The answer must consist of every line from the data that holds the string "below".

Data extracted from a collection

**********

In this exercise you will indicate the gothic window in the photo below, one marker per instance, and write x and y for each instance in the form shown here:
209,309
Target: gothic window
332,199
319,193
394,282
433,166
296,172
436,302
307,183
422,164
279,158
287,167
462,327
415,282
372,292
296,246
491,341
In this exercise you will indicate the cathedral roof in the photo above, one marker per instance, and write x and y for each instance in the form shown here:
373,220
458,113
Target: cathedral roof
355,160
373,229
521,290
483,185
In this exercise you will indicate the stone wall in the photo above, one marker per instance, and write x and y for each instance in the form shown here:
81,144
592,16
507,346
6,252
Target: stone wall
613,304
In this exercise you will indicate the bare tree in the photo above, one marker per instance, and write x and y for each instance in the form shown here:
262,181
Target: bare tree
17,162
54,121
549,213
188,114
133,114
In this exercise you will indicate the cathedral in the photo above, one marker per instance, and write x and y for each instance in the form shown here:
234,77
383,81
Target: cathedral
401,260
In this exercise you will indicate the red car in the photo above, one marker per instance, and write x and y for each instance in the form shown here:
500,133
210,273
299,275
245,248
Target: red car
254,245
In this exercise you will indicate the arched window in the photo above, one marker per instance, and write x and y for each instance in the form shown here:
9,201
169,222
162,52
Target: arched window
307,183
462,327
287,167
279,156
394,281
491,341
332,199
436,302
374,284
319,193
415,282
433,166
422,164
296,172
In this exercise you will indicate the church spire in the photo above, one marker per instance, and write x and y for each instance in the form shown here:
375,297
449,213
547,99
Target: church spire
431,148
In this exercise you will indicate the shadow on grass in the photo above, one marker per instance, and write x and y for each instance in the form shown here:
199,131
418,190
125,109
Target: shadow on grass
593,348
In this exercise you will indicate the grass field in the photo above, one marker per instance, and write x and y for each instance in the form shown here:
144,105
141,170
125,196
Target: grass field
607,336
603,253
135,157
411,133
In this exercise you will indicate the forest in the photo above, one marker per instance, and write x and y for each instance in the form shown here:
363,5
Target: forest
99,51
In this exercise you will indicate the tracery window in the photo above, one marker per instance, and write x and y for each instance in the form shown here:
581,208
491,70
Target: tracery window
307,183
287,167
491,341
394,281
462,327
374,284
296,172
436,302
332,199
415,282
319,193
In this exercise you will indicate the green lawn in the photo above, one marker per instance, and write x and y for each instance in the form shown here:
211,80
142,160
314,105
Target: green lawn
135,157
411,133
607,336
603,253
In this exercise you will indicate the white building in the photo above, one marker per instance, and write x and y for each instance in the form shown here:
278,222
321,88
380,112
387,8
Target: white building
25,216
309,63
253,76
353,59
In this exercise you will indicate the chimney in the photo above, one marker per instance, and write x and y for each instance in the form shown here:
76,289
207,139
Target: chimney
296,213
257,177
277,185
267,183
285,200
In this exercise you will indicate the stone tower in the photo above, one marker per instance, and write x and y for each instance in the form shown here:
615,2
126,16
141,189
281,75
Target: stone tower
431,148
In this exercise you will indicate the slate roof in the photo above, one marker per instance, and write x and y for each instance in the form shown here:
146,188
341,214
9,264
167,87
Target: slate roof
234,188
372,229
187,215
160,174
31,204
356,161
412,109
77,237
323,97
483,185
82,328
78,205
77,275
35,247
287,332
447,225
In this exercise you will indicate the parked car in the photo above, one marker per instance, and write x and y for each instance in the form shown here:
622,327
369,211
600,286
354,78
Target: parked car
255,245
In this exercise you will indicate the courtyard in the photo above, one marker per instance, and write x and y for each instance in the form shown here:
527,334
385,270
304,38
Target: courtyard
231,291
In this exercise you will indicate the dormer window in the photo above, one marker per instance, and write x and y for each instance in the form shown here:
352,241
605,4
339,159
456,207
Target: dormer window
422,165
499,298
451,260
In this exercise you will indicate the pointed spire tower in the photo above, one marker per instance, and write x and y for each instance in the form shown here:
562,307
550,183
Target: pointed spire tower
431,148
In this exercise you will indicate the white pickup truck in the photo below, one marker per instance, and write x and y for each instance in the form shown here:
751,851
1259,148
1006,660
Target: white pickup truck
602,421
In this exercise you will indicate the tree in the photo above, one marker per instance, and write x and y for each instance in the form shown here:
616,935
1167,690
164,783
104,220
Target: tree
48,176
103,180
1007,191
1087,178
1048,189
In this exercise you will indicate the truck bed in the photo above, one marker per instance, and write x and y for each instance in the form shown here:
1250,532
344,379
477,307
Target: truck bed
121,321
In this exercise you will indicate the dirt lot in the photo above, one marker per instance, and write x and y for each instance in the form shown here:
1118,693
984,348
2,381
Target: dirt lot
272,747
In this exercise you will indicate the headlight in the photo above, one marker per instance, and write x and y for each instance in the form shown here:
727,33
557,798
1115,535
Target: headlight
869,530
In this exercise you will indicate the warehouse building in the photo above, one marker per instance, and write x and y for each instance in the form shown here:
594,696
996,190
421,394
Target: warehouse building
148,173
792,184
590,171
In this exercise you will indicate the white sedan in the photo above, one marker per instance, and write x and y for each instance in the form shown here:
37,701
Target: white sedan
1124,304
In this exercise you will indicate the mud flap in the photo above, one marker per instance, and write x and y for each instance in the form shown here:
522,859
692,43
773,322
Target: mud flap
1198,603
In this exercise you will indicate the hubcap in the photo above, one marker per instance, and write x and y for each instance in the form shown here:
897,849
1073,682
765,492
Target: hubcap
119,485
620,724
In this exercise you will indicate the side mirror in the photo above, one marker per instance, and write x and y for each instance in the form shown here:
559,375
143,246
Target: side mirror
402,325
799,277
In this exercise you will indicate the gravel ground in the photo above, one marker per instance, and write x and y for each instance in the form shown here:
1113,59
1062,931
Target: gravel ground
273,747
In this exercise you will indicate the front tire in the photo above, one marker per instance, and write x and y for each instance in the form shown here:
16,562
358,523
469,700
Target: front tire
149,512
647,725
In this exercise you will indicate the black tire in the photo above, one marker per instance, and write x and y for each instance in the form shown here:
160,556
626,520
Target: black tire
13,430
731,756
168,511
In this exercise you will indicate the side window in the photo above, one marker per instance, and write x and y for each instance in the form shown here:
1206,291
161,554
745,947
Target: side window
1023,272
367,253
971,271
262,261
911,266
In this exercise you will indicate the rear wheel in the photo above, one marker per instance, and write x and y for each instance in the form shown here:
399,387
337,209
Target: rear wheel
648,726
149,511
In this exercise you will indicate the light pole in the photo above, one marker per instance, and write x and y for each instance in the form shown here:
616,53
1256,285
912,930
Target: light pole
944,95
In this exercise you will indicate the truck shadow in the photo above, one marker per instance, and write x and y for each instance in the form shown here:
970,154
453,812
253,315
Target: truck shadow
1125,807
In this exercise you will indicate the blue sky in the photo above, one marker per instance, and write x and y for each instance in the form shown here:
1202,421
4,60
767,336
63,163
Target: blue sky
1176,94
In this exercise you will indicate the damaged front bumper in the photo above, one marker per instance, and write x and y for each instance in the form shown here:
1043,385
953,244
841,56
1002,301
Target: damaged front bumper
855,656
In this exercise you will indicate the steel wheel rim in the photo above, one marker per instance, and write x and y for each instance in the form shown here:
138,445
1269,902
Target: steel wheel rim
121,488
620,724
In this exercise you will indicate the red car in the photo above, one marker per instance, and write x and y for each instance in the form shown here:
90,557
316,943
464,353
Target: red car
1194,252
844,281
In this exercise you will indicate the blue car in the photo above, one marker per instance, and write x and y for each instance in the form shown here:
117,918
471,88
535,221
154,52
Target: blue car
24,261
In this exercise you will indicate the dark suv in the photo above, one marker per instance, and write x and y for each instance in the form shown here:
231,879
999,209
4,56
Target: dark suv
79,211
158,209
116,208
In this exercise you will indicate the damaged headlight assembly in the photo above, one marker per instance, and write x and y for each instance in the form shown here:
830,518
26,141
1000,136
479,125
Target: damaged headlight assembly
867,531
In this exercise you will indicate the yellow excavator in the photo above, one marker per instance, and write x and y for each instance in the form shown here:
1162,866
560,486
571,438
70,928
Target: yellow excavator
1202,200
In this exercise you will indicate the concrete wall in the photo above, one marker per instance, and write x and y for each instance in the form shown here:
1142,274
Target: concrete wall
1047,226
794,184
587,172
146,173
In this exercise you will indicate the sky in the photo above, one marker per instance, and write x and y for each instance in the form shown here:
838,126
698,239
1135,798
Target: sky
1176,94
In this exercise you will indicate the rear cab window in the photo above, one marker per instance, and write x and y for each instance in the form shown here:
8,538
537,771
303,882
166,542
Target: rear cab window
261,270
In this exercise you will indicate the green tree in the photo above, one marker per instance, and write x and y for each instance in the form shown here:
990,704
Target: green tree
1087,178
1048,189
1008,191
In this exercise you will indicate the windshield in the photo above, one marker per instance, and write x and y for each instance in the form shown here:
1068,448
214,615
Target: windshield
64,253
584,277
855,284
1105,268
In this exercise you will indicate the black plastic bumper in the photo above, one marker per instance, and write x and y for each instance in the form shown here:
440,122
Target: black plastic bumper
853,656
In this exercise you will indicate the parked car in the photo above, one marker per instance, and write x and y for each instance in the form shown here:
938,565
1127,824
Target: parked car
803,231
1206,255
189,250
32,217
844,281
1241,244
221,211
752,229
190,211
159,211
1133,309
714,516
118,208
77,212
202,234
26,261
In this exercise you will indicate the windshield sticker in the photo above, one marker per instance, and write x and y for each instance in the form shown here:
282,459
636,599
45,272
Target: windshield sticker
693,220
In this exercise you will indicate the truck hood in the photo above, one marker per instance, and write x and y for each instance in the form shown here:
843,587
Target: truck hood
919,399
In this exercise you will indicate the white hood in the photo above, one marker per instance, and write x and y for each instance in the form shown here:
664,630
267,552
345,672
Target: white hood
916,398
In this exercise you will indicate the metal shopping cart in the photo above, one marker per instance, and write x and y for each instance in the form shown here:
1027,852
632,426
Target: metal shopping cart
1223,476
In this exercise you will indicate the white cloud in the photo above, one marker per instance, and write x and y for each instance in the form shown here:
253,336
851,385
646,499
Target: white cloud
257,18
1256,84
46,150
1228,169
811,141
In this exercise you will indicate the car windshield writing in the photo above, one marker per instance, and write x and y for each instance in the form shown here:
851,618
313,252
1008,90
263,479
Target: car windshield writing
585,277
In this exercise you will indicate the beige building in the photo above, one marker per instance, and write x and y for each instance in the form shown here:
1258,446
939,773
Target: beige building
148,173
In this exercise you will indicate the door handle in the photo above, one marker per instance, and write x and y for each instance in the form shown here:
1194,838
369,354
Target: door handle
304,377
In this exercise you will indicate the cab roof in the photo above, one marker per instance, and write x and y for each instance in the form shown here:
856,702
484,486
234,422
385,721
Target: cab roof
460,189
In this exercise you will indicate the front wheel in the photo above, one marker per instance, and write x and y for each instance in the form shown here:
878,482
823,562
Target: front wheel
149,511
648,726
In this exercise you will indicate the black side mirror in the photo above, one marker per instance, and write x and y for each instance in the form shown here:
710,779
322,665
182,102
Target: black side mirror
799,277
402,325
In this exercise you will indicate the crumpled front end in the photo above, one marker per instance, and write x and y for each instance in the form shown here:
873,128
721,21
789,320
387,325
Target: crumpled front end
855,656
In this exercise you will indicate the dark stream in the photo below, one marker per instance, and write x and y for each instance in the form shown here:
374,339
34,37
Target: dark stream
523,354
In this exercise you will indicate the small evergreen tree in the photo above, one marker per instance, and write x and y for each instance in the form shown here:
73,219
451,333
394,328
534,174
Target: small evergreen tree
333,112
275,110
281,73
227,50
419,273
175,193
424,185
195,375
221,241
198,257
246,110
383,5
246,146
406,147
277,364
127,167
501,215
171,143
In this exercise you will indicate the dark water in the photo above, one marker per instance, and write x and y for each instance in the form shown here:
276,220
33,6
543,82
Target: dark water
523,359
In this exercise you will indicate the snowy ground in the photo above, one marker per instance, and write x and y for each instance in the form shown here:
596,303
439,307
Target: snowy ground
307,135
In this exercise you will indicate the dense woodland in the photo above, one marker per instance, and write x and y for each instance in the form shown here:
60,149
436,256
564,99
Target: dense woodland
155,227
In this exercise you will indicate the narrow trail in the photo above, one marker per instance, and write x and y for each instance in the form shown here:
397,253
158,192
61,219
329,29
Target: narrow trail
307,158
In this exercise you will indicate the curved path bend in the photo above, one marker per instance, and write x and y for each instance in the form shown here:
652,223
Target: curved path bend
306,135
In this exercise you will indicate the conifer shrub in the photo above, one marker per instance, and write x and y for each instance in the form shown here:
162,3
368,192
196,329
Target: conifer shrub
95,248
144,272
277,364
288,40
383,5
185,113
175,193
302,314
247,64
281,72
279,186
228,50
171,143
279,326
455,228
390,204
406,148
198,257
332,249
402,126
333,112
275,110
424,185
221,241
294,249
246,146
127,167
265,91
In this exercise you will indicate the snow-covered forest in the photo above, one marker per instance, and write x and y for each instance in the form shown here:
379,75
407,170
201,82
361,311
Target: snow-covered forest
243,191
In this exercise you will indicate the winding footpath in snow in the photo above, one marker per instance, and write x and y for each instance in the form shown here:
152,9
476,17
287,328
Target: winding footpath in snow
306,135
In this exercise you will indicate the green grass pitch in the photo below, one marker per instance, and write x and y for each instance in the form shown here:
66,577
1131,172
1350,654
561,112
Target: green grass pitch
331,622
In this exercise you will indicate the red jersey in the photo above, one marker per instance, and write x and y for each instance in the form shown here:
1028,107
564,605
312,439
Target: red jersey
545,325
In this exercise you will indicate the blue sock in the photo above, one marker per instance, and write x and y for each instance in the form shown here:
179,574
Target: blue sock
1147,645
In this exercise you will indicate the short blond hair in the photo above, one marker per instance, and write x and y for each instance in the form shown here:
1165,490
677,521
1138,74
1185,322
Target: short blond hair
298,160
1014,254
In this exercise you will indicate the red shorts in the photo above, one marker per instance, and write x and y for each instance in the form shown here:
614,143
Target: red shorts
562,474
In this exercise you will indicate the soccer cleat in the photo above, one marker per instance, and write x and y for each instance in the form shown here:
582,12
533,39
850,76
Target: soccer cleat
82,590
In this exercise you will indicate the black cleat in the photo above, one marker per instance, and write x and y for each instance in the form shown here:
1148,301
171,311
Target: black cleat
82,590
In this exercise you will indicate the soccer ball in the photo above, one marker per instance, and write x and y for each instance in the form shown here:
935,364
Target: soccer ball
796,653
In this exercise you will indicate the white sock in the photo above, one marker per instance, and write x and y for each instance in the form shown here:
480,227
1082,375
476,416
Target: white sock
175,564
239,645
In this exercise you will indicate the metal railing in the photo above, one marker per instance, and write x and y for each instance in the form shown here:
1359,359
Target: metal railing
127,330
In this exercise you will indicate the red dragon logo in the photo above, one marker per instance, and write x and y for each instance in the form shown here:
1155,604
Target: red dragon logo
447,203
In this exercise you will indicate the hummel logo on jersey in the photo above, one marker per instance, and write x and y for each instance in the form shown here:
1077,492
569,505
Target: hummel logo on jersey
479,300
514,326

**********

Reply to the exercise:
In this exercise you will indicate the gothic window in the photo below, one marker per instance, and write x and y for each instance in the form shown here:
In this exercise you will indicate the white pickup truck in the photo below, one marker per instance, and write x and y for each instance in the form shown here:
In this exercise you will indicate the dark stream in the photo below, one marker per instance, and write x and y for each instance in the form shown here:
In this exercise you will indicate the green grass pitch in the photo below, one marker per instance, and write x and y for each instance in the form shown here:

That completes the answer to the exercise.